##### SUPPLIED INFORMATION #####

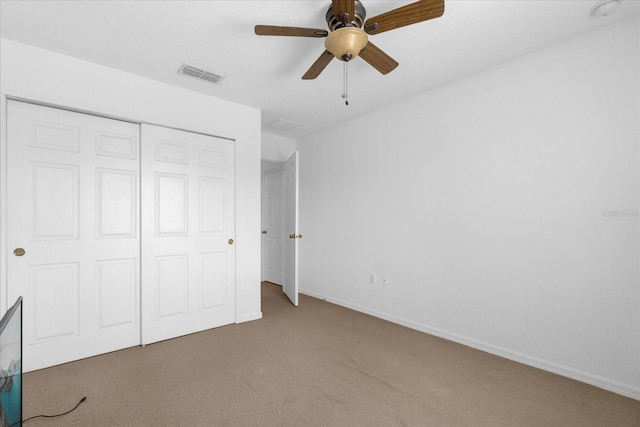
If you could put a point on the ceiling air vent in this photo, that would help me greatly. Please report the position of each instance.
(198, 73)
(282, 124)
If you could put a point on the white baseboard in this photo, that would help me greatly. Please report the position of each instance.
(585, 377)
(249, 317)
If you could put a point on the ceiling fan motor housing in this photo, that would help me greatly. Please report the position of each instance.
(358, 19)
(346, 39)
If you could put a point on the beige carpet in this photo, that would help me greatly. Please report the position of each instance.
(315, 365)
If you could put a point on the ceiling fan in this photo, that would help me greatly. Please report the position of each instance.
(348, 32)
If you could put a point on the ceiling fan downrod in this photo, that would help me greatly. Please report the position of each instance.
(345, 84)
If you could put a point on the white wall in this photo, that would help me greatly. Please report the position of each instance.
(487, 202)
(45, 76)
(277, 148)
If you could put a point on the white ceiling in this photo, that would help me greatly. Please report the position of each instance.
(154, 38)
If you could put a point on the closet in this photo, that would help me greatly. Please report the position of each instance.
(118, 233)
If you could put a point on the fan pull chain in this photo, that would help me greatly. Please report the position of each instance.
(345, 92)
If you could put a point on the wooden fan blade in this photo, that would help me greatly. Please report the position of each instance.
(272, 30)
(344, 6)
(406, 15)
(317, 67)
(378, 59)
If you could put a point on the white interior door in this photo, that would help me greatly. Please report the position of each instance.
(72, 232)
(290, 286)
(188, 228)
(273, 229)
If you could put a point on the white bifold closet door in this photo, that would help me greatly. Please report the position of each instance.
(188, 232)
(73, 235)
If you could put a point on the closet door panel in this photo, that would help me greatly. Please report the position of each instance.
(73, 221)
(188, 248)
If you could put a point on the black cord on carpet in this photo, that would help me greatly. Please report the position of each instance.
(51, 416)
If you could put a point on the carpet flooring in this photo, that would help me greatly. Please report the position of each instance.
(315, 365)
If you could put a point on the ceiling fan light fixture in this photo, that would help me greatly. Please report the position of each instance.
(605, 8)
(346, 43)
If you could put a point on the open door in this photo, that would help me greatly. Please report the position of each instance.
(290, 286)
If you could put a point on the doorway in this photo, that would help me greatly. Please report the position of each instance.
(280, 228)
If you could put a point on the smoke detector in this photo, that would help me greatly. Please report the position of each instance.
(199, 73)
(605, 8)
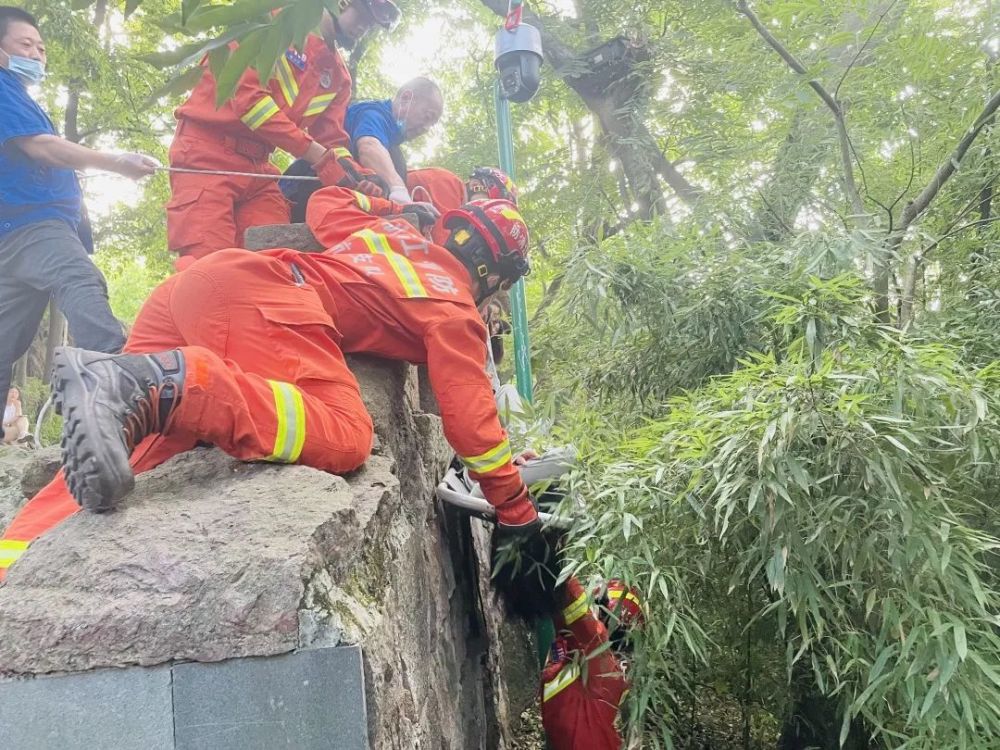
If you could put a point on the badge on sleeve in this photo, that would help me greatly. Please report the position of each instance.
(296, 58)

#####

AIM OF THE TASK: Could you write out the data word for word, from the line containing "If you could put a point on the closet door" through the very end, with both ends included and the pictures left out?

RESULT OF THE TASK:
If you could put a point on the closet door panel in this photo, that would help me greatly. Please report the position of each instance.
(73, 221)
(188, 248)
If you could put a point on the black cord on carpet in this photo, that would help me greatly. Please report the position of each instance.
(51, 416)
If you could put a point on the carpet flooring in this photo, that would help me greatly. Please report the position of each instance.
(315, 365)
If you could put a point on the ceiling fan light fixture in this photo, that would help me greatly. Please report the position of each instance.
(605, 8)
(346, 43)
If you could put a point on the open door in this photo, that would help me greatly. Please report the position of each instance.
(290, 286)
If you could put a point on the doorway in this photo, that would help me greatly. Please report the position of each instance.
(280, 228)
If you could put a point on the smoke detector in this photo, that would help me greatly. Please report the position of each instance.
(199, 73)
(605, 8)
If you could put a point on the badge on sleeve in this photo, that would help me greatly. Please report the position of each instance.
(296, 58)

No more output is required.